Objective
Extract every line of text from the items below word for word, omitting the pictures.
>> Begin
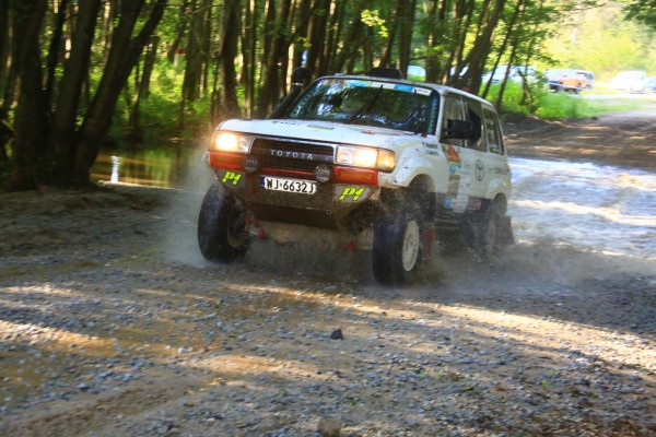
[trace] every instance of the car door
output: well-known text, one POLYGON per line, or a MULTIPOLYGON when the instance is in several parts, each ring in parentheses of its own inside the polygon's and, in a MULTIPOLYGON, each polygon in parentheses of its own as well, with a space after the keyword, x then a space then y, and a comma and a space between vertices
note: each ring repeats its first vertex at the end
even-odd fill
POLYGON ((477 208, 480 204, 477 199, 485 191, 480 179, 480 175, 484 174, 481 153, 487 149, 482 138, 482 120, 479 102, 457 93, 446 94, 441 144, 447 156, 449 177, 444 206, 456 213, 477 208), (465 122, 470 129, 467 138, 453 133, 459 122, 465 122))

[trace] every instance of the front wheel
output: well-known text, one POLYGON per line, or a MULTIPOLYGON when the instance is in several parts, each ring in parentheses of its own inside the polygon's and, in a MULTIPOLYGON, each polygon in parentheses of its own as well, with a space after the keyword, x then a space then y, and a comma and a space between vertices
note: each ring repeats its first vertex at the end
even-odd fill
POLYGON ((411 283, 427 256, 426 225, 418 205, 410 204, 374 225, 372 261, 382 285, 411 283))
POLYGON ((210 187, 198 215, 198 246, 207 260, 232 262, 246 255, 250 244, 247 214, 242 202, 219 184, 210 187))

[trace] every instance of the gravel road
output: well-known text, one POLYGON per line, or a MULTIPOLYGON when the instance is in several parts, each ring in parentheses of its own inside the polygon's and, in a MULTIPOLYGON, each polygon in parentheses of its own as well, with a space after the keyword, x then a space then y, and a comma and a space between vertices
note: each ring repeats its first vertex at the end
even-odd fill
POLYGON ((406 290, 312 246, 218 267, 201 194, 104 187, 0 194, 2 436, 656 435, 648 272, 539 245, 406 290))

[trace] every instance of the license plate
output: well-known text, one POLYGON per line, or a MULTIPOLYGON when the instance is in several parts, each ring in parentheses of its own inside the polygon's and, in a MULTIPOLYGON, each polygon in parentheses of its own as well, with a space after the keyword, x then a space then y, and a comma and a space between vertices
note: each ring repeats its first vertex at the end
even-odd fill
POLYGON ((314 194, 317 192, 317 182, 313 180, 261 177, 261 185, 267 190, 298 192, 302 194, 314 194))

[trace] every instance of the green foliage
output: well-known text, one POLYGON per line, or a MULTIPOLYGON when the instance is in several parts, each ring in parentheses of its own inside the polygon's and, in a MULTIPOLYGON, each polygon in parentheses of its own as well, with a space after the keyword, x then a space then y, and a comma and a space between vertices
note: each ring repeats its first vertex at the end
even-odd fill
POLYGON ((601 82, 622 70, 656 73, 654 33, 637 21, 626 21, 617 2, 553 23, 550 35, 544 47, 554 62, 540 63, 542 70, 581 68, 593 71, 601 82))
POLYGON ((626 17, 656 31, 656 0, 634 0, 624 8, 626 17))
MULTIPOLYGON (((139 106, 143 145, 157 146, 172 141, 188 141, 206 134, 210 129, 210 97, 192 103, 187 102, 183 111, 180 107, 183 80, 184 70, 166 61, 156 64, 151 78, 150 93, 148 97, 141 99, 139 106)), ((131 82, 133 83, 133 80, 131 82)), ((125 93, 116 108, 112 137, 118 142, 127 141, 131 99, 132 96, 125 93)))

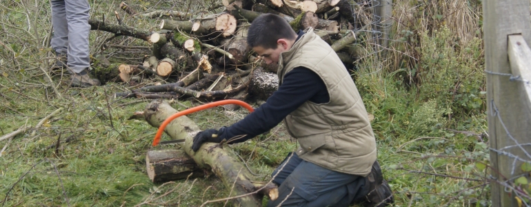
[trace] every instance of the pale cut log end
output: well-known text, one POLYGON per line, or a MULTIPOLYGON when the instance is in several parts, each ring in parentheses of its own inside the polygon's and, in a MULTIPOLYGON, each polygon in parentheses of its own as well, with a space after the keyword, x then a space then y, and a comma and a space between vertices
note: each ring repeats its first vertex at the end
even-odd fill
POLYGON ((151 34, 151 36, 150 36, 150 41, 151 41, 152 43, 157 43, 161 39, 161 34, 159 34, 157 32, 151 34))
POLYGON ((326 30, 334 32, 339 32, 339 26, 337 24, 337 21, 331 23, 330 25, 328 26, 328 28, 326 30))
POLYGON ((282 0, 271 0, 271 3, 277 7, 281 7, 284 5, 284 3, 282 2, 282 0))
POLYGON ((119 66, 118 66, 118 70, 120 71, 120 72, 128 74, 130 73, 130 72, 131 71, 131 68, 128 64, 121 64, 119 66))
POLYGON ((313 1, 303 1, 303 11, 315 12, 317 10, 317 3, 313 1))
POLYGON ((330 6, 335 6, 339 1, 341 1, 341 0, 330 0, 330 6))
POLYGON ((237 27, 236 18, 230 14, 223 14, 216 19, 217 31, 223 32, 221 36, 227 37, 234 33, 237 27))
POLYGON ((303 19, 301 23, 304 29, 312 28, 315 28, 319 23, 319 19, 317 18, 317 15, 315 15, 312 12, 307 12, 304 14, 303 19))
POLYGON ((190 52, 194 51, 194 50, 195 50, 195 48, 194 47, 194 39, 188 39, 185 41, 183 47, 190 52))
POLYGON ((208 56, 203 55, 199 61, 199 67, 208 73, 212 72, 212 65, 208 61, 208 56))
POLYGON ((155 179, 155 169, 153 164, 150 162, 150 157, 146 156, 146 171, 148 171, 148 177, 150 178, 152 182, 155 179))
POLYGON ((161 61, 157 67, 157 75, 161 77, 167 77, 172 73, 173 66, 168 61, 161 61))
POLYGON ((274 201, 279 198, 279 189, 273 188, 269 191, 269 199, 272 201, 274 201))
POLYGON ((120 72, 118 75, 120 77, 120 79, 123 82, 127 83, 131 80, 131 75, 128 73, 120 72))
POLYGON ((199 21, 196 21, 194 23, 194 24, 192 26, 192 32, 197 31, 197 30, 201 28, 201 23, 199 21))

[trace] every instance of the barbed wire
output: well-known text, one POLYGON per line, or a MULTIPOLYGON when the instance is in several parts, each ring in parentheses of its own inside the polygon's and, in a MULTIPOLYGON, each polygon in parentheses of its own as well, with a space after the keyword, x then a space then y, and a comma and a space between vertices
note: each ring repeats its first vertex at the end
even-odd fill
MULTIPOLYGON (((520 75, 514 76, 513 74, 511 74, 511 73, 497 72, 489 71, 486 70, 485 70, 485 72, 492 75, 508 77, 509 80, 511 81, 522 82, 523 83, 523 84, 526 88, 530 87, 530 81, 528 80, 526 80, 525 79, 522 78, 521 76, 520 75)), ((496 106, 496 103, 494 103, 494 99, 490 100, 490 115, 492 117, 497 117, 498 121, 499 121, 502 128, 503 128, 503 130, 505 130, 505 132, 507 135, 507 136, 509 137, 509 139, 511 139, 511 141, 512 141, 515 144, 514 145, 506 146, 499 149, 489 148, 490 150, 494 152, 498 155, 506 156, 509 158, 513 159, 513 161, 511 166, 511 175, 510 175, 510 176, 512 177, 511 178, 508 179, 506 181, 501 181, 497 179, 495 177, 492 177, 492 176, 491 176, 491 178, 492 180, 494 180, 497 183, 504 186, 504 191, 505 193, 511 193, 514 192, 516 196, 519 199, 519 200, 522 202, 523 204, 525 204, 525 206, 530 206, 530 204, 528 204, 525 201, 525 199, 530 198, 529 195, 528 195, 525 191, 519 190, 519 187, 515 187, 509 183, 512 180, 516 179, 518 177, 520 177, 521 176, 523 176, 522 175, 514 176, 514 171, 516 170, 516 168, 517 168, 517 161, 519 161, 523 163, 531 164, 531 160, 527 160, 524 158, 520 157, 517 155, 513 154, 512 152, 505 151, 505 150, 517 147, 520 150, 521 150, 529 159, 531 159, 531 155, 530 155, 530 153, 528 152, 528 151, 526 151, 523 148, 523 146, 525 146, 531 145, 531 143, 520 144, 518 141, 518 140, 517 140, 517 139, 515 139, 514 137, 512 136, 512 135, 511 135, 510 132, 509 131, 509 129, 507 128, 507 126, 505 126, 505 124, 503 122, 503 120, 501 118, 501 115, 500 114, 499 110, 497 106, 496 106)))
>> End
Solution
[trace] every instance of the car door
output: well-known text, one POLYGON per line, or a MULTIPOLYGON when the instance is in several parts, each ring in parentheses of its own inside the polygon's and, in a MULTIPOLYGON, each polygon in parentheses of its own as well, with a space after the keyword, x then a space then y, and a comma and a space between vertices
note: each ring repeats its first vertex at the end
even-odd fill
POLYGON ((477 208, 480 204, 477 199, 485 191, 480 179, 480 175, 484 174, 481 153, 487 149, 482 138, 482 120, 479 102, 457 93, 446 94, 441 144, 447 156, 449 177, 444 206, 456 213, 477 208), (465 122, 470 129, 467 138, 453 133, 459 122, 465 122))

[trace] every instance of the front wheel
output: well-known text, one POLYGON per line, or a MULTIPOLYGON when the instance is in several parts, each ring in parentheses of its own inside the polygon's and, in a MULTIPOLYGON, each polygon in parentheses of its own as well, with a space after the keyword, x then a space then y, and a comma and a space between vertices
note: each ring repeats its first vertex at the end
even-odd fill
POLYGON ((411 283, 427 256, 426 225, 418 205, 410 204, 374 225, 372 261, 382 285, 411 283))
POLYGON ((210 187, 198 215, 198 246, 207 260, 232 262, 246 255, 250 244, 247 214, 242 202, 219 184, 210 187))

[trace] every instance of the gravel road
output: well-known text, one POLYGON per line, or a MULTIPOLYGON when the instance is in several parts, each ring in parentheses of its own inside the polygon's and, in a MULTIPOLYGON, each polygon in parentheses of its own as well, with a space after the keyword, x then a space then y, and a comma and a space between vertices
note: each ring repeats its first vertex at the end
even-odd fill
POLYGON ((406 290, 312 246, 218 267, 201 194, 104 187, 0 194, 2 436, 656 435, 648 272, 539 245, 406 290))

[trace] every instance of the license plate
output: well-known text, one POLYGON per line, or a MULTIPOLYGON when the instance is in several parts, each ring in parentheses of its own inside the polygon's and, in a MULTIPOLYGON, each polygon in parentheses of its own as well, with a space after the keyword, x then a space then y, and a comma and a space between vertices
note: each ring repeats its first vertex at the end
even-odd fill
POLYGON ((314 194, 317 192, 317 182, 313 180, 261 177, 261 185, 267 190, 298 192, 302 194, 314 194))

[trace] every instance of the green foliage
output: well-known text, one POLYGON per line, or a MULTIPOLYGON when the instance is in several parts, each ring in parentheses of its own inside the polygon's and, in a MULTIPOLYGON, each polygon in parentheses of its own as well, with a space after the keyword, x then a space then y, and a comma and a space between vertices
note: each ring repeats its first vertex at the end
even-odd fill
POLYGON ((601 82, 622 70, 656 73, 654 33, 637 21, 626 21, 617 2, 553 23, 550 35, 544 47, 554 62, 540 63, 542 70, 581 68, 593 71, 601 82))
POLYGON ((626 17, 656 31, 656 0, 634 0, 624 8, 626 17))
MULTIPOLYGON (((139 106, 143 145, 157 146, 172 141, 188 141, 206 134, 210 129, 210 97, 192 103, 187 102, 183 111, 180 107, 183 80, 184 70, 166 61, 156 64, 151 78, 150 93, 148 97, 141 99, 139 106)), ((131 82, 133 83, 133 80, 131 82)), ((125 93, 116 108, 112 137, 118 142, 127 141, 131 99, 132 96, 125 93)))

[trace] every instance of the pale cut log end
output: well-known text, one POLYGON per line, or a MULTIPOLYGON when the instance is in several parts, each ring in parentheses of its own inside the polygon's and, in a MULTIPOLYGON, each polygon in parentheses of its own as well, with a space after the keyword, x then a space then y, and a comma and a space between vertices
note: each ring repeats its first vertex at the end
even-odd fill
POLYGON ((151 34, 151 36, 150 36, 150 41, 151 41, 152 43, 157 43, 161 39, 161 34, 159 34, 157 32, 151 34))
POLYGON ((326 30, 334 32, 339 32, 339 26, 337 24, 337 21, 331 23, 330 25, 328 26, 328 28, 326 30))
POLYGON ((282 0, 271 0, 271 3, 277 7, 281 7, 284 5, 284 3, 282 2, 282 0))
POLYGON ((119 66, 118 66, 118 70, 120 71, 120 72, 128 74, 130 73, 130 72, 131 71, 131 68, 128 64, 121 64, 119 66))
POLYGON ((313 1, 303 1, 303 11, 315 12, 317 10, 317 3, 313 1))
POLYGON ((330 6, 335 6, 339 1, 341 1, 341 0, 330 0, 330 6))
POLYGON ((237 27, 236 18, 230 14, 223 14, 216 19, 217 31, 223 32, 221 36, 227 37, 234 33, 237 27))
POLYGON ((303 19, 301 23, 304 29, 312 28, 315 28, 319 23, 319 19, 317 18, 317 15, 315 15, 312 12, 307 12, 304 14, 303 19))
POLYGON ((190 52, 194 51, 194 50, 195 50, 195 48, 194 47, 194 39, 188 39, 185 41, 183 47, 190 52))
POLYGON ((208 56, 203 55, 199 61, 199 67, 208 73, 212 72, 212 65, 208 61, 208 56))
POLYGON ((155 179, 155 169, 153 164, 150 162, 150 157, 146 156, 146 171, 148 171, 148 177, 150 178, 152 182, 155 179))
POLYGON ((161 61, 157 67, 157 75, 161 77, 167 77, 172 73, 173 66, 168 61, 161 61))
POLYGON ((274 201, 279 198, 279 189, 273 188, 269 191, 269 199, 272 201, 274 201))
POLYGON ((120 72, 118 75, 120 77, 120 79, 123 82, 127 83, 131 80, 131 75, 128 73, 120 72))
POLYGON ((199 21, 196 21, 194 23, 194 24, 192 26, 192 32, 197 31, 197 30, 201 28, 201 23, 199 21))

[trace] every instance of the barbed wire
output: well-known text, one POLYGON per line, or a MULTIPOLYGON when the instance is in several parts, each ring in parentheses of its own inside the polygon's and, in a MULTIPOLYGON, each polygon in parentheses of its own as well, with a space after the keyword, x then a space then y, and a comma and a space between vertices
note: each ring repeats its first vertex at the end
even-odd fill
MULTIPOLYGON (((520 75, 514 76, 513 74, 511 74, 511 73, 497 72, 489 71, 486 70, 485 70, 485 72, 492 75, 508 77, 509 80, 511 81, 522 82, 523 83, 523 84, 526 88, 530 87, 530 81, 528 80, 526 80, 525 79, 522 78, 521 76, 520 75)), ((496 106, 496 103, 494 103, 494 99, 490 100, 490 115, 492 117, 497 117, 498 121, 499 121, 502 128, 503 128, 503 130, 505 130, 505 132, 507 135, 507 136, 509 137, 509 139, 511 139, 511 141, 512 141, 515 144, 514 145, 506 146, 499 149, 489 148, 490 150, 494 152, 498 155, 506 156, 509 158, 513 159, 513 161, 511 166, 511 175, 510 175, 510 176, 512 177, 511 178, 508 179, 506 181, 501 181, 497 179, 495 177, 492 177, 492 176, 491 176, 491 178, 492 180, 494 180, 497 183, 504 186, 504 191, 505 193, 511 193, 514 192, 516 196, 519 199, 519 200, 522 202, 523 204, 525 204, 525 206, 530 206, 530 204, 528 204, 525 201, 525 199, 530 198, 529 195, 528 195, 525 191, 519 190, 519 187, 515 187, 509 183, 512 180, 516 179, 518 177, 520 177, 521 176, 523 176, 522 175, 514 176, 514 171, 516 170, 516 168, 517 168, 517 161, 519 161, 523 163, 531 164, 531 160, 527 160, 524 158, 520 157, 517 155, 513 154, 512 152, 505 151, 505 150, 517 147, 520 150, 521 150, 529 159, 531 159, 531 155, 530 155, 530 153, 528 152, 528 151, 526 151, 523 148, 523 146, 525 146, 531 145, 531 143, 520 144, 518 141, 518 140, 517 140, 517 139, 515 139, 514 137, 512 136, 512 135, 511 135, 510 132, 509 131, 509 129, 507 128, 507 126, 505 126, 505 124, 503 122, 503 120, 501 118, 501 115, 500 114, 499 110, 497 106, 496 106)))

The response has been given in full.